• [YOUR GOAL]
Find the line with "of the bush" in the listing below. Write it out exactly, along with every later line up to the final one.

• [DATA SUPPLIED]

Segment Open

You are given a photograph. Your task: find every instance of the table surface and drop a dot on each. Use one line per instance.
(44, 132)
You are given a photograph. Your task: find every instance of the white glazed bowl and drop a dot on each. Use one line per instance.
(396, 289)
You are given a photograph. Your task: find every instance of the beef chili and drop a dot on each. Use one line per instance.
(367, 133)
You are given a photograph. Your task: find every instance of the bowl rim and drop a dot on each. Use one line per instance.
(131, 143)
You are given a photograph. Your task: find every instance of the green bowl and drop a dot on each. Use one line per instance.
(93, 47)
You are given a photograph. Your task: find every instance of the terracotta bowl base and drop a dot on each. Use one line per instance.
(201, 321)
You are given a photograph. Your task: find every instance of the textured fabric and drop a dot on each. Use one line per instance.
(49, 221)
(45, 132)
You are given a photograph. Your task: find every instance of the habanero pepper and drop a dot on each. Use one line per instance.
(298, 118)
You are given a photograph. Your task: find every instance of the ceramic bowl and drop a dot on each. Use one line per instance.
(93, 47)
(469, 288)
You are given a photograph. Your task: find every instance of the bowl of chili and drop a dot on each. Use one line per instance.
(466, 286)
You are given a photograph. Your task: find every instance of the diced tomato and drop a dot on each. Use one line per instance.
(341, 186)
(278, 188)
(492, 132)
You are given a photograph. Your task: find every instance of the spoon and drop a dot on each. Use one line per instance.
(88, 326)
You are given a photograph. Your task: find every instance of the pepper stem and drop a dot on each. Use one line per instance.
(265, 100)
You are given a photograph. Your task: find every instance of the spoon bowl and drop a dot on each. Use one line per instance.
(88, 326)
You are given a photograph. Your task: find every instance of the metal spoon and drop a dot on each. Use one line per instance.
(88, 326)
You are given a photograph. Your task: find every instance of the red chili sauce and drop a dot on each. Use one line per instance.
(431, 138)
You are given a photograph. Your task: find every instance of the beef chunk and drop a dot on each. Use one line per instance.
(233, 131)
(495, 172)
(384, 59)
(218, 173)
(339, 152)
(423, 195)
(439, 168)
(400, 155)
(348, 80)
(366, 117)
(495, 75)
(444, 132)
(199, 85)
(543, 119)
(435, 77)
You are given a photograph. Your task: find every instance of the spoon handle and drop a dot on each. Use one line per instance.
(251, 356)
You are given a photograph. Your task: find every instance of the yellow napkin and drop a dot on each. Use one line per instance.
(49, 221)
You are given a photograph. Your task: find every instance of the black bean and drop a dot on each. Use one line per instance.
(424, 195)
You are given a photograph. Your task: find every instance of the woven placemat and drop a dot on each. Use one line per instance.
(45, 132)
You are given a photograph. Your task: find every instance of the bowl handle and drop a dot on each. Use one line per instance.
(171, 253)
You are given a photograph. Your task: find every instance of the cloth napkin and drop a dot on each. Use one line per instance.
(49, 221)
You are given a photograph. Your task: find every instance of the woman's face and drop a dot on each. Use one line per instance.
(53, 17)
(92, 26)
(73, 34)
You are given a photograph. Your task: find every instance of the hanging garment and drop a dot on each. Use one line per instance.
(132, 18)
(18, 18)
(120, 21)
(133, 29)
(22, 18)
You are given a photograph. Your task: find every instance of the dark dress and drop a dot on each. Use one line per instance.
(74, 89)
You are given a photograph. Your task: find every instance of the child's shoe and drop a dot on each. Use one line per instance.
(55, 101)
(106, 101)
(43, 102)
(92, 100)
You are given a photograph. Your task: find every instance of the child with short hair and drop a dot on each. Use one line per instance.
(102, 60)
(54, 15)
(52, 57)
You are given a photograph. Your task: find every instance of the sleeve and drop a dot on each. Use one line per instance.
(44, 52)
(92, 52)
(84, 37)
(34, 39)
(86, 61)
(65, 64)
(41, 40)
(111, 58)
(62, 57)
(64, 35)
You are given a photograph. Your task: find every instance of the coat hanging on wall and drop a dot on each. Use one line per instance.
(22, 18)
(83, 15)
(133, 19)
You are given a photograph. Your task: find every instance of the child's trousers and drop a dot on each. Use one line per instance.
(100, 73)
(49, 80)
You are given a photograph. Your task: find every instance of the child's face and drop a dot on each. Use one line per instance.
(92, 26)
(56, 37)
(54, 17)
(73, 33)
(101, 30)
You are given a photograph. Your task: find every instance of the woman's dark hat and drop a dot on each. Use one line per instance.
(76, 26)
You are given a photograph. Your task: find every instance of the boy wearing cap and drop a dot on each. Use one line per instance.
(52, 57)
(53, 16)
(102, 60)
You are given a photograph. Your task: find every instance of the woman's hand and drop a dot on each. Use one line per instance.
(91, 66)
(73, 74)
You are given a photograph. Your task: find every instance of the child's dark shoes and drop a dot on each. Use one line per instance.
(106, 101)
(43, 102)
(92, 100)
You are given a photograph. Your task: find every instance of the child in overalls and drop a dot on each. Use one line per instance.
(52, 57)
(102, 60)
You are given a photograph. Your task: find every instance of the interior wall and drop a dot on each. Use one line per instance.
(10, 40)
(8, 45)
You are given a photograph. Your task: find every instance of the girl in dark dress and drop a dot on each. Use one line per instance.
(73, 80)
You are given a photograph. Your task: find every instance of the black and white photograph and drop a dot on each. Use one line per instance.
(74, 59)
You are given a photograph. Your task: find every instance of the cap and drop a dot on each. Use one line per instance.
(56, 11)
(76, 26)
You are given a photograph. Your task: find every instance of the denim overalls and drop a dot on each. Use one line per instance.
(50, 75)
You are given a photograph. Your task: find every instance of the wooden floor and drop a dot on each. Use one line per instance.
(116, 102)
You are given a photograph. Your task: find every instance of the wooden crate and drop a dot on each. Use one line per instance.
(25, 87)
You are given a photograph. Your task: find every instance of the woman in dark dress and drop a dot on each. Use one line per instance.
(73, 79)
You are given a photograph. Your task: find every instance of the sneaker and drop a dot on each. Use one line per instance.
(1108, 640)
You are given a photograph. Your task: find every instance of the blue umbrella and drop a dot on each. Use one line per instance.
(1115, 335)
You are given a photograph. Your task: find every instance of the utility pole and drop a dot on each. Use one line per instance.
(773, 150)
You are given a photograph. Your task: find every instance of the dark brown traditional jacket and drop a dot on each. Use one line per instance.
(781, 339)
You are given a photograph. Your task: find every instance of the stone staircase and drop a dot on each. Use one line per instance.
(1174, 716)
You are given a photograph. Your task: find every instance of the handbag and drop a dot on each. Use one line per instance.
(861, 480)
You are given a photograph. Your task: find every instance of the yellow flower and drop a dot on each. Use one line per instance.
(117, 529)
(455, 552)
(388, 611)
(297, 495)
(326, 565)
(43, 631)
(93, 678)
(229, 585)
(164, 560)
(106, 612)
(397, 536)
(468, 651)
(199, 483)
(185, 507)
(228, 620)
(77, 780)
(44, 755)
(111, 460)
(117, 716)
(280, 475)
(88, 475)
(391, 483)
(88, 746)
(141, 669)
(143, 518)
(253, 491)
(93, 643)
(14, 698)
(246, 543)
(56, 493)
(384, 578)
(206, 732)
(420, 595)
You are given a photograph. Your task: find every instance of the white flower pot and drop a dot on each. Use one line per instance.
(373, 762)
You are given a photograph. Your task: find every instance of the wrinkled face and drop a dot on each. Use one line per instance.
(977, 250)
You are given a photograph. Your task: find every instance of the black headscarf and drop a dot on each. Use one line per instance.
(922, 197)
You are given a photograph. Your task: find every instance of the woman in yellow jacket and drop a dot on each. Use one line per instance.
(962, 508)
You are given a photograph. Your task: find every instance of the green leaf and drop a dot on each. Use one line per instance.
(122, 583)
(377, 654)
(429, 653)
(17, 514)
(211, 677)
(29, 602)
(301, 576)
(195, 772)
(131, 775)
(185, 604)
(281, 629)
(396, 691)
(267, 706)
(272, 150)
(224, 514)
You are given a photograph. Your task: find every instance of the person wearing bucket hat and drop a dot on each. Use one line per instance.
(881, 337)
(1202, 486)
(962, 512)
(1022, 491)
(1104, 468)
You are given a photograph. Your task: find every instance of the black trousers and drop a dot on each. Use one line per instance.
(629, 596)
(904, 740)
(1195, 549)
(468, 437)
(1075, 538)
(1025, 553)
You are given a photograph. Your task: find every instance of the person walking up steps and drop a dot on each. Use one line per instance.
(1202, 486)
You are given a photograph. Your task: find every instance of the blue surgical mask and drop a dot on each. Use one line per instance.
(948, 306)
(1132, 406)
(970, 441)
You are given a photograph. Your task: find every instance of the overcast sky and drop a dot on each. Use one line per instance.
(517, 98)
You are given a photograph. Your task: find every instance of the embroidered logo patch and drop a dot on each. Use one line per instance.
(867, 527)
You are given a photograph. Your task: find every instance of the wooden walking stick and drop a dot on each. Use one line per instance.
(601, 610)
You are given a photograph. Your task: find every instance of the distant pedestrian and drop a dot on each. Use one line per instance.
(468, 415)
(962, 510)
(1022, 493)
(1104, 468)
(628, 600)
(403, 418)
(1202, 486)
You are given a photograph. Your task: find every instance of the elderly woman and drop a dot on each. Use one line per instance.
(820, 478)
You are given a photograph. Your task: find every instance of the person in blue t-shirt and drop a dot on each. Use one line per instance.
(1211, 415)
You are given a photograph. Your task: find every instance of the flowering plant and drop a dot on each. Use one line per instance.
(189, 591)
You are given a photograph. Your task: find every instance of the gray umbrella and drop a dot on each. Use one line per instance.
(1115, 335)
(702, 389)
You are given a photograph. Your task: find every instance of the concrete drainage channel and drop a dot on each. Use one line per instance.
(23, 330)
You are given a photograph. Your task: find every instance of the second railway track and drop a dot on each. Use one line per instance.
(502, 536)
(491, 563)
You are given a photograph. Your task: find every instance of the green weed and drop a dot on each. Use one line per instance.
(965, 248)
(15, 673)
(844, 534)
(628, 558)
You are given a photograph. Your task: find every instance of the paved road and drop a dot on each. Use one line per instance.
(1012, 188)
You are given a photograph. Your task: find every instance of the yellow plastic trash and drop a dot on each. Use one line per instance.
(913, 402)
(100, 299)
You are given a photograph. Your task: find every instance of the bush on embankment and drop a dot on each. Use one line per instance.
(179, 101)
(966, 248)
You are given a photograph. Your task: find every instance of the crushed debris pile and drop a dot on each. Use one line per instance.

Segment Closed

• [ANSWER BOX]
You are given a photograph. Your task: find every instance of the bush on embankment and drop a dot on each. Use one line per instance.
(179, 101)
(966, 248)
You are given a photograph. Your task: find every instance of the crushed debris pile and drop a dot on each. Use one line per instance.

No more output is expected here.